Bidermann examined du Pont's accounts and cleared the company of any fraud or mismanagement. In short order, he became du Pont's trusted business partner and son-in-law. Bidermann had landed in Wilmington, Delaware, in August 1814. By the end of the following year, he had bought out the stake of Pierre Bauduy de Bellevue (an early partner in du Pont's gunpowder operation who had spread rumors of du Pont's defaulting on his debts) and married E. I. du Pont's daughter, Evelina Gabrielle (born in Paris in 1796; married on September 14, 1815; died in 1863). Evelina and Antoine Bidermann resided at Hagley House (on the grounds of the future Hagley Museum and Library), where their only child, James Irénée, was born in 1817.

◆ **PROBLEMS TO SOLVE**
A: Name every person mentioned in the passage about Antoine Bidermann.
B: Return the stretch of the passage about Antoine Bidermann from "Bidermann examined du" through "born in 1817.", copied word for word.
The items after this point are separate material and are not part of the passage.

◆ **INFORMATION SHOWN**
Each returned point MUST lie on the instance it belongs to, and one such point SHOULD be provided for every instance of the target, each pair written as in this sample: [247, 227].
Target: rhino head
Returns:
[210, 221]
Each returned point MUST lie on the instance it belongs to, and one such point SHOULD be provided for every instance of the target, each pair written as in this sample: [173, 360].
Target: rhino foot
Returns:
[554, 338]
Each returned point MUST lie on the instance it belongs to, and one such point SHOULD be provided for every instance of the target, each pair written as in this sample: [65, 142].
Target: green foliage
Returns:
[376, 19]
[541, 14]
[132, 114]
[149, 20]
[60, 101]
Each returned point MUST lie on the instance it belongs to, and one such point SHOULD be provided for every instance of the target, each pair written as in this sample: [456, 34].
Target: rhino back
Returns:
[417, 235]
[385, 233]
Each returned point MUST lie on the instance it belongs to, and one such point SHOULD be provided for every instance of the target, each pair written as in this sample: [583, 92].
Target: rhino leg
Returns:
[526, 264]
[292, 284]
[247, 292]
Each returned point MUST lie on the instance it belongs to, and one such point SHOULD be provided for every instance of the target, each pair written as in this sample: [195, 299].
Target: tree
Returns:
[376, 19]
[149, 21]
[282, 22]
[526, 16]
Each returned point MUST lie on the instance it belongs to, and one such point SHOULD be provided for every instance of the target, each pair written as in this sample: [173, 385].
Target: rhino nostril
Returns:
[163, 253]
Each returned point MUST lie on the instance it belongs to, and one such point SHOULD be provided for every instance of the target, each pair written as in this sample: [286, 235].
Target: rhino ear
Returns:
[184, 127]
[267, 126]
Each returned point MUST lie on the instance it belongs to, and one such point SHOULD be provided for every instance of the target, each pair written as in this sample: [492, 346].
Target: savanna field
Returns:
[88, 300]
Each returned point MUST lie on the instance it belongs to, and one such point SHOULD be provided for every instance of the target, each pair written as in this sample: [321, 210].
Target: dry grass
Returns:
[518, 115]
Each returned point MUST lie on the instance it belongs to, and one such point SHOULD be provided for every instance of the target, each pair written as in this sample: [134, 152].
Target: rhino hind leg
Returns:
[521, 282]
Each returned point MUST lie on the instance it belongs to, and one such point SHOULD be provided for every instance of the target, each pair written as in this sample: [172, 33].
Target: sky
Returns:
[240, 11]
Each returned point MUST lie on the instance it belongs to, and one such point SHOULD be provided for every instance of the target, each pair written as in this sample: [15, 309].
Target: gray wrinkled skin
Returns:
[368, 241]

◆ **REPLIES**
A:
Antoine Bidermann
E. I. du Pont
Pierre Bauduy de Bellevue
Evelina Gabrielle
James Irénée

B:
Bidermann examined du Pont's accounts and cleared the company of any fraud or mismanagement. In short order, he became du Pont's trusted business partner and son-in-law. Bidermann had landed in Wilmington, Delaware, in August 1814. By the end of the following year, he had bought out the stake of Pierre Bauduy de Bellevue (an early partner in du Pont's gunpowder operation who had spread rumors of du Pont's defaulting on his debts) and married E. I. du Pont's daughter, Evelina Gabrielle (born in Paris in 1796; married on September 14, 1815; died in 1863). Evelina and Antoine Bidermann resided at Hagley House (on the grounds of the future Hagley Museum and Library), where their only child, James Irénée, was born in 1817.